**WHAT NEEDS TO BE DONE:** Give the number of lines in the data that hold the word "ring", and nothing else.

**DATA FOR THIS TASK:**
○ ○ ○ ○ ○

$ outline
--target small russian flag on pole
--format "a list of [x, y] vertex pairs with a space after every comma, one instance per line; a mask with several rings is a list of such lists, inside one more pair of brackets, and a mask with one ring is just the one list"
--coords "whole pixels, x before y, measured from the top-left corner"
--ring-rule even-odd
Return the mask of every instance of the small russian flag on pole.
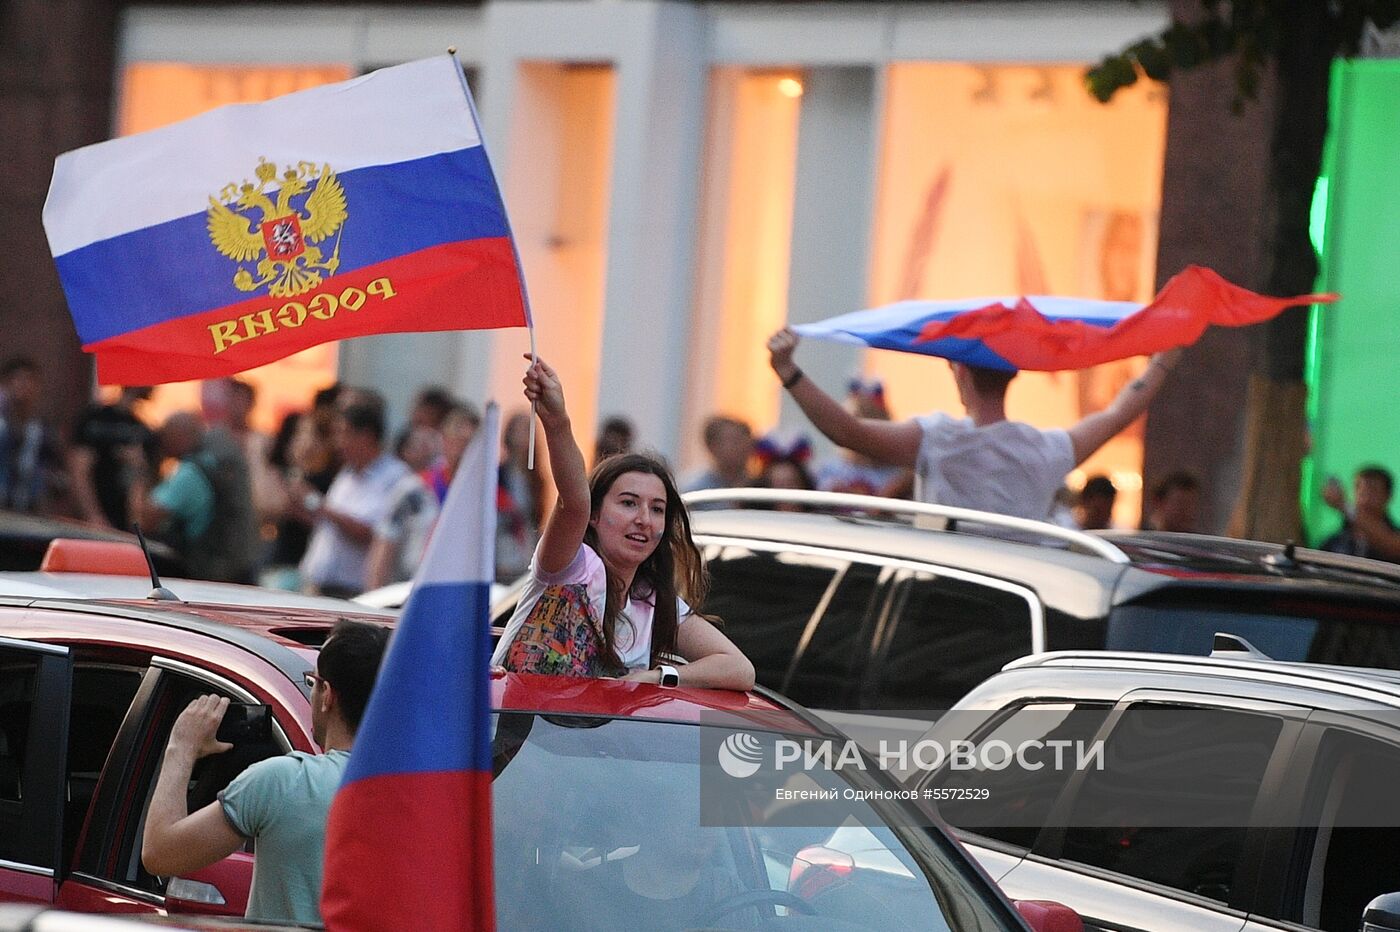
[[500, 413], [462, 457], [326, 828], [332, 932], [495, 928], [490, 593]]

○ ○ ○ ○ ○

**ANSWER SPACE:** 2